> 掲載文:
私がフィアット500C(FIAT500C)の購入に至った決め手の一つが「デュアロジック」のフィーリングでした。非常にクセが強いことで知られるデュアロジックと私の付き合い方とは?
極低速は苦手
改めて「デュアロジックとは何ぞや?」。いわゆる「ミッション」の形式に対するフィアット社の固有名詞です。中身はシングルクラッチの5段変速トランスミッションで、変速タイミングとクラッチ操作を自動化したもの。
基本的には一般的なオートマ車と同様に変速全てをクルマ任せにできるので免許もAT限定でO.K.。一方で、その成り立ち故にエンジンとのダイレクト感と変速時のフィーリングはマニュアルトランスミッション車そのものです。シフトアップ時にクラッチが切れた時の一瞬力が抜ける所(頭が前に持っていかれる)は、必ずしも運転者のタイミングとシンクロしないので、ある程度「慣れ」が必要だと思います。
さて、そんなデュアロジックがぎこち無い挙動を見せるのが極低速域。例えば渋滞にはまった時は「止まるか止まらないか」くらいのスピードから「流れ始めそうで流れない」くらいのスピードの間で走行することがあります。マニュアルトランスミッションであれば半クラッチなどを駆使して繊細なコントロールをするところ、デュアロジックではクラッチ制御が難しいのか「ガックンガックン」します。イメージ的にはマニュアル免許取り立ての初心者に近いですかね(注:個人差があります)。
では耐えられないほど不快かというとそんな事はなく、免許取り立ての初心者への愛情と同じく、フィアット500が持つ個性の一つと思えば充分に付き合っていける範囲だと思います。
坂道発進は左足使う
最近のクルマは坂道発進を補助する「ヒルスタートアシスト機能」が普及してきましたね。坂道で停止状態ブレーキから足を離しても一定時間ブレーキを維持してくれる為、右足をブレーキからアクセルへ移す間に後ろへズリっと下がることを防いでくれる。更にオートマ車はクリープが効くので、坂道の傾斜を意識する機会は多いに減ったと言えるでしょう。

> やること:
a – 掲載文の「私がフィアット500C(FI」から「ラッチ操作を自動化したもの。」までの部分を、「フィアット社」を「FIAT社」に置き換えて書き直してください。
b – 掲載文を2文で要約する。
行はこの作業とは関係がない。

> 提供データ:

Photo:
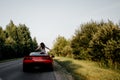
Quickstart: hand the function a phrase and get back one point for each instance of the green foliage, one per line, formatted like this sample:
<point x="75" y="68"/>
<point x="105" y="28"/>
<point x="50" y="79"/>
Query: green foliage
<point x="62" y="47"/>
<point x="97" y="41"/>
<point x="16" y="41"/>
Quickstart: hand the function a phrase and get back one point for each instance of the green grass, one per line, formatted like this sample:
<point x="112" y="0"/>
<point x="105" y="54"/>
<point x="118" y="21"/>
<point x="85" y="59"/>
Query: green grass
<point x="87" y="70"/>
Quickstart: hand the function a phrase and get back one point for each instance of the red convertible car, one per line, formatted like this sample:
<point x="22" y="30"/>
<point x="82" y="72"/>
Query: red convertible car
<point x="37" y="60"/>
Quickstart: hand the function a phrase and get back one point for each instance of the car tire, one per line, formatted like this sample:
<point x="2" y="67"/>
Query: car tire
<point x="25" y="68"/>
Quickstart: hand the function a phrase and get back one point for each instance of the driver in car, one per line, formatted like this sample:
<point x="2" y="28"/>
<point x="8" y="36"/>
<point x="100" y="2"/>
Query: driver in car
<point x="42" y="48"/>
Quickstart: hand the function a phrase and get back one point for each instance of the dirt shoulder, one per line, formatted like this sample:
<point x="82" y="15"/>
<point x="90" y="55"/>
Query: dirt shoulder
<point x="61" y="73"/>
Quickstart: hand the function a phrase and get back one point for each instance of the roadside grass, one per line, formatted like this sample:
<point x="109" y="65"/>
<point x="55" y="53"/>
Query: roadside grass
<point x="6" y="60"/>
<point x="87" y="70"/>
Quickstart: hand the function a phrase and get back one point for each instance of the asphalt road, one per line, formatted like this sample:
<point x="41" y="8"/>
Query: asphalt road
<point x="12" y="70"/>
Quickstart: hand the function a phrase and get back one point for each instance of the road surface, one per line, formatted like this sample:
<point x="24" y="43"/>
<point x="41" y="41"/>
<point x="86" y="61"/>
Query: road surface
<point x="12" y="70"/>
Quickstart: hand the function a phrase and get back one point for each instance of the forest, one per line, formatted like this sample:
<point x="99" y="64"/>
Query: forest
<point x="16" y="41"/>
<point x="94" y="41"/>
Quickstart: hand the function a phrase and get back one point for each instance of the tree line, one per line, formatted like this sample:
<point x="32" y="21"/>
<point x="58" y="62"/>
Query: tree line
<point x="96" y="41"/>
<point x="16" y="41"/>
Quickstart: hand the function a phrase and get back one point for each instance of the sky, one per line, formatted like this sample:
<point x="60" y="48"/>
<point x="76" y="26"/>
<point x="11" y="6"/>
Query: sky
<point x="47" y="19"/>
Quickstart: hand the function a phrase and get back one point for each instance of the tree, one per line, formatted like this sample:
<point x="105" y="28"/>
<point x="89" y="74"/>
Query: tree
<point x="59" y="45"/>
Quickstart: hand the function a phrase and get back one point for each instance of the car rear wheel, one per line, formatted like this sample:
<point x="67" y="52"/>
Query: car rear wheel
<point x="25" y="68"/>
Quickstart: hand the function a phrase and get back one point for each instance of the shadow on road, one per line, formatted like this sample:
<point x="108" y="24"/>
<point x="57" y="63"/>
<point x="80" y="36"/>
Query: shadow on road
<point x="71" y="68"/>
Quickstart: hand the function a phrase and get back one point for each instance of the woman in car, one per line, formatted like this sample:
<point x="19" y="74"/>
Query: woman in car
<point x="42" y="48"/>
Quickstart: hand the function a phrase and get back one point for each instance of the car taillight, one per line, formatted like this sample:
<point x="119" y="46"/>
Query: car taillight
<point x="28" y="58"/>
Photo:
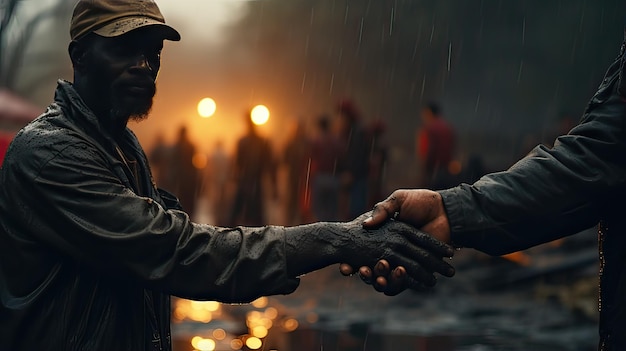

> 解答済み:
a –
私がフィアット500C(FIAT500C)の購入に至った決め手の一つが「デュアロジック」のフィーリングでした。非常にクセが強いことで知られるデュアロジックと私の付き合い方とは?
極低速は苦手
改めて「デュアロジックとは何ぞや?」。いわゆる「ミッション」の形式に対するFIAT社の固有名詞です。中身はシングルクラッチの5段変速トランスミッションで、変速タイミングとクラッチ操作を自動化したもの。

b – デュアロジックはフィアット社がシングルクラッチの5段変速を自動化したトランスミッションの呼び名で、AT限定免許で運転できる一方、変速時のフィーリングはマニュアル車そのものだ。極低速域ではガックンガックンとぎこちない挙動を見せるが、耐えられないほど不快ではなく、フィアット500の個性として付き合っていける範囲だと筆者は述べている。